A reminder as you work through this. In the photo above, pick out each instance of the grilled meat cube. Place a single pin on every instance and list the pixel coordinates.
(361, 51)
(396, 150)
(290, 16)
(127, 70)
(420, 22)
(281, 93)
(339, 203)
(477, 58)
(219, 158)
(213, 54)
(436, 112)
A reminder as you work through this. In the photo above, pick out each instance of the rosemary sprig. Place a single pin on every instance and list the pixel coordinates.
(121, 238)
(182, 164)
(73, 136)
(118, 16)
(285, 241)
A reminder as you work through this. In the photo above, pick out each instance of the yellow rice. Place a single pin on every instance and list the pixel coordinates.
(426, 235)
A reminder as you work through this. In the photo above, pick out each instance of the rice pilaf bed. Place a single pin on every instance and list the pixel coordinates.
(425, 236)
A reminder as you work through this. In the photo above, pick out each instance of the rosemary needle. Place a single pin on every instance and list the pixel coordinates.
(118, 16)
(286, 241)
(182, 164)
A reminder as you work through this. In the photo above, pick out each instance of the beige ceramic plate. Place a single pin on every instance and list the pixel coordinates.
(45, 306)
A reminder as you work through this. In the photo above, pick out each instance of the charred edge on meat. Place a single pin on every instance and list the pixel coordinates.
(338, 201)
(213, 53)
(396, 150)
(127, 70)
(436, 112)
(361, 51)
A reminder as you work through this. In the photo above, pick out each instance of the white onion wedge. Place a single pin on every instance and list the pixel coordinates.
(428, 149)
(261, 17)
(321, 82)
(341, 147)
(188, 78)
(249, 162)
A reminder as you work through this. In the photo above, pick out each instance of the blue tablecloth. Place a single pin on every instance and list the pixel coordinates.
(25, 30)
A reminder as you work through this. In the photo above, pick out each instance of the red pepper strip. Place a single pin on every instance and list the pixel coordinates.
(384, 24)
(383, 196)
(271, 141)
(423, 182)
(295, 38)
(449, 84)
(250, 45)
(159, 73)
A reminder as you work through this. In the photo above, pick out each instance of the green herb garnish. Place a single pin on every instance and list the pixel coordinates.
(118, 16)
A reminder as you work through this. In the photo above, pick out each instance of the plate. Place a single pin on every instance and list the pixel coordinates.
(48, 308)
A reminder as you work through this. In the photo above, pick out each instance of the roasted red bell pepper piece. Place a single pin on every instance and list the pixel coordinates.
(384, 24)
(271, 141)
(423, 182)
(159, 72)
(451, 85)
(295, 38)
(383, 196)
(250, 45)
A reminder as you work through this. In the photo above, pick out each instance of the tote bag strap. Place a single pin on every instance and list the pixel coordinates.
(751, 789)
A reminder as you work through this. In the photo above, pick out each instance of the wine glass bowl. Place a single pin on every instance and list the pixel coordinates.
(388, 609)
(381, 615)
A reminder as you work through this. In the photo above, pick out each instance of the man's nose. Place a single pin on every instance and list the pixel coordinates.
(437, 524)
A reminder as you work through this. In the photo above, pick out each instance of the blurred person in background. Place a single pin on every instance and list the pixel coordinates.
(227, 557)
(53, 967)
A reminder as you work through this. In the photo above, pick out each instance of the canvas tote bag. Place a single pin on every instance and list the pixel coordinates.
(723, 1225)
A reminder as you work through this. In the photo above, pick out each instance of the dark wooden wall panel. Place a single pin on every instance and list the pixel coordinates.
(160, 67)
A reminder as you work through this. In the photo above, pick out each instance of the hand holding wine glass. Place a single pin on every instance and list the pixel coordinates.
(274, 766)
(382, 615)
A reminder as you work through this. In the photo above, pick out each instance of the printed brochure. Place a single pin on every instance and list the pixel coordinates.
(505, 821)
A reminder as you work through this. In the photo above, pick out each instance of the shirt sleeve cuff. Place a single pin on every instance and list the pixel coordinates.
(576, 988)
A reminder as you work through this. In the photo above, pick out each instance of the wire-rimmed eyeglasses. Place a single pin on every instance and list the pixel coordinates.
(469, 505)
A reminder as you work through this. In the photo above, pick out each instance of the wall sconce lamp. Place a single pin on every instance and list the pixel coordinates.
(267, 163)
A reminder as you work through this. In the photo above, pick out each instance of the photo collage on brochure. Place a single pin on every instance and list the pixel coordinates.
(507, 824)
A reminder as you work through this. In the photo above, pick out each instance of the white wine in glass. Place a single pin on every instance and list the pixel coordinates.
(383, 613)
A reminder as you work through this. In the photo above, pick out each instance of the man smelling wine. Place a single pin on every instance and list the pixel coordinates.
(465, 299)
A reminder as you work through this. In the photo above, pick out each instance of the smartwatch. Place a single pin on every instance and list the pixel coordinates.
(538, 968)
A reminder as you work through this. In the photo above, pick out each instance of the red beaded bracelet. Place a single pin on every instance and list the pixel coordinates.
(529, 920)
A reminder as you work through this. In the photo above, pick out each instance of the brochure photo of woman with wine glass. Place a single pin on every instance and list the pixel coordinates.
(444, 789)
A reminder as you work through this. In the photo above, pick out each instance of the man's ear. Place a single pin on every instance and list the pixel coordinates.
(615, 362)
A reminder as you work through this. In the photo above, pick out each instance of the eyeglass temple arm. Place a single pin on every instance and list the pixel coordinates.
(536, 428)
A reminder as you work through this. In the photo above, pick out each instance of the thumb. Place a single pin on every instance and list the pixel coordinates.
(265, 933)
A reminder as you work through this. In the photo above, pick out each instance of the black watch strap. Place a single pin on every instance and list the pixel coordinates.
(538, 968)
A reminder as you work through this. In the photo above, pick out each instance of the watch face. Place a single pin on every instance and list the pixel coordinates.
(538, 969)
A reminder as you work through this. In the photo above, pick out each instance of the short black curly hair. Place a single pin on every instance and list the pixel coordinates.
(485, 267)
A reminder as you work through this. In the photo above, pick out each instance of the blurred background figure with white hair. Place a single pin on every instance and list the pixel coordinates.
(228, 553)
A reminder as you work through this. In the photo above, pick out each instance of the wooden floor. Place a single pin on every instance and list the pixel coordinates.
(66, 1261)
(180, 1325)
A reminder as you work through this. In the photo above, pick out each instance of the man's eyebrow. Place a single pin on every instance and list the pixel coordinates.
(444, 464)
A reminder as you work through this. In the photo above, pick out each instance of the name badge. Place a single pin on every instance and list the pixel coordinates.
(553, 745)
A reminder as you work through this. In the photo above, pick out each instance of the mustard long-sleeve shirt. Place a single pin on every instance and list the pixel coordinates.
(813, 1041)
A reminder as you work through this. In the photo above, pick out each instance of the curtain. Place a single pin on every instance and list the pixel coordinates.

Task to complete:
Can you rewrite the material starting at the line containing "the man's eyebrow." and ending at the end of the material, with the requests kept in, and shift every coordinate in the answers by -143?

Correct response:
A reminder as you work through this. In the photo above, pick out each instance of the man's eyebrow. Place a single pin on every instance and list the pixel coordinates.
(301, 321)
A reminder as you work through this. In the photo above, pick out each instance of the name badge. Place a single pin on every instance and list the pixel coordinates.
(410, 602)
A reminder as you work through this. In the photo above, pick out each instance of the mustard long-sleeve shirt. Place a single pin on every instance and list the pixel coordinates.
(670, 898)
A reminder as you work through this. In the photo above, pick out each instance of the curtain. Place a single pin on every instance and list the pixel coordinates.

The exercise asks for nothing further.